■ PROBLEM TO SOLVE:
Print the line containing "Guideline: for every instance of the moss-covered" and each line after it through the end, please, with nothing added.

■ THE DATA:

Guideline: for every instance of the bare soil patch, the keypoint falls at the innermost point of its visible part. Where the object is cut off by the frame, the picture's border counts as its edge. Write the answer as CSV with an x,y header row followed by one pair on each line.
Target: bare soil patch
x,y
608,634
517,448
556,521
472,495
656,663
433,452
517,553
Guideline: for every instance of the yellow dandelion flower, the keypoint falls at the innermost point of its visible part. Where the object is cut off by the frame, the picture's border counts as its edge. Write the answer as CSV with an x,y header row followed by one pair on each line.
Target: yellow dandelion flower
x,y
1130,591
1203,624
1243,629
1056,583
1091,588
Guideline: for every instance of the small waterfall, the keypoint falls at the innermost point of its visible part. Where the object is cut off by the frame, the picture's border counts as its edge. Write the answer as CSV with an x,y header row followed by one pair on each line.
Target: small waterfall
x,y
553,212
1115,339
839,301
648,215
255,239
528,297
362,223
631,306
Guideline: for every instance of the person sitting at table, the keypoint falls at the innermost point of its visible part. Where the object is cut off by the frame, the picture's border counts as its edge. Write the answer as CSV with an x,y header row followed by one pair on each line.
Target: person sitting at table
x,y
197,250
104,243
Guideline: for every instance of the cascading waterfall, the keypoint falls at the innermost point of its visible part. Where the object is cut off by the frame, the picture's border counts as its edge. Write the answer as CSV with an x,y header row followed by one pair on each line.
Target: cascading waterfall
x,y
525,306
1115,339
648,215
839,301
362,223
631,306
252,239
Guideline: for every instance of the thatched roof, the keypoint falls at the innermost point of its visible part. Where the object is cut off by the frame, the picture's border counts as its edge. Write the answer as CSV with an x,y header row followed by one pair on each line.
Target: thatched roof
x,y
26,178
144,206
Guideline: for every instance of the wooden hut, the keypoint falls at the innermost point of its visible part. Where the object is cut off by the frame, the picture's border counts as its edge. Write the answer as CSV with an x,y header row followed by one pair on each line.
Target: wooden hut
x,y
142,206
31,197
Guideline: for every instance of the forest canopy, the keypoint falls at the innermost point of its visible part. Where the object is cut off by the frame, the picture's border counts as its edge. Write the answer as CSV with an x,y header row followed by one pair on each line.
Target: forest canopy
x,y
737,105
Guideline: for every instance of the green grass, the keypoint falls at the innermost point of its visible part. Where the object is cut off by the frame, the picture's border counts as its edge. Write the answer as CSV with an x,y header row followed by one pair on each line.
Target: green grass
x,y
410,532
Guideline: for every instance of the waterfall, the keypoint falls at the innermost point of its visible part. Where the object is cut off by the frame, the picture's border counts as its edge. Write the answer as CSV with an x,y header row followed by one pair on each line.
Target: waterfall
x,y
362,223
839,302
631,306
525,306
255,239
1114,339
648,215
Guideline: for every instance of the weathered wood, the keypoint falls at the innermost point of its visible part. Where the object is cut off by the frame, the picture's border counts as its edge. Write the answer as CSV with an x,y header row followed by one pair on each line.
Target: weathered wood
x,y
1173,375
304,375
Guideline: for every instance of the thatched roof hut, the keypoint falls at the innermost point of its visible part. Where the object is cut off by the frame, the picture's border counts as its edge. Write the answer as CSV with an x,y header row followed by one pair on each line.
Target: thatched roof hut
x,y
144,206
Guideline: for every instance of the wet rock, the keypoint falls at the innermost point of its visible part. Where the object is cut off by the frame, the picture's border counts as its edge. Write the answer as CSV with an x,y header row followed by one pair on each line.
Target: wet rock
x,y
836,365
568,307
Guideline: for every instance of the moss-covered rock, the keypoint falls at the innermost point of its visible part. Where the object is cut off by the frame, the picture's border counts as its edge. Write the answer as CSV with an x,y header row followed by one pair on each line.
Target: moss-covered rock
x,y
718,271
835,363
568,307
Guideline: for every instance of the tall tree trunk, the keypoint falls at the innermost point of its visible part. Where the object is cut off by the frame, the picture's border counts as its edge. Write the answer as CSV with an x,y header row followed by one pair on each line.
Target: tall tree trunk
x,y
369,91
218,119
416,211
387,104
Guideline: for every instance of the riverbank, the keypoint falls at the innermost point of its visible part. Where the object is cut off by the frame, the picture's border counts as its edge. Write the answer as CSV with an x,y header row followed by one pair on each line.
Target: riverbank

■ RESPONSE:
Guideline: for every instance of the moss-covered rock, the keypoint falls at the innermost point of its visible part. Where the object is cut off by the frame, the picture's border counts as its edge. Write the answer as CSV with an x,y header row followed by one pair on each line.
Target: moss-covered rock
x,y
718,271
835,363
568,307
Guideline: for every instance of the tall tree trunk, the keypoint falls at the innermost point of its visible part. Where the object is cut off by the frame, the picture's border counts as its edge. Write the answer as CSV with an x,y header row followed by one pair on each line.
Target: tall tree trunk
x,y
369,91
218,119
416,211
387,104
Guideline: for every instance of the riverbank, the keypoint falls at the innermost point of its visible part. Where the object is cut off by the frame, the picture's border counts as its edge. Write the answer as CSV with an x,y header row followed by one pair on each line.
Target: riverbank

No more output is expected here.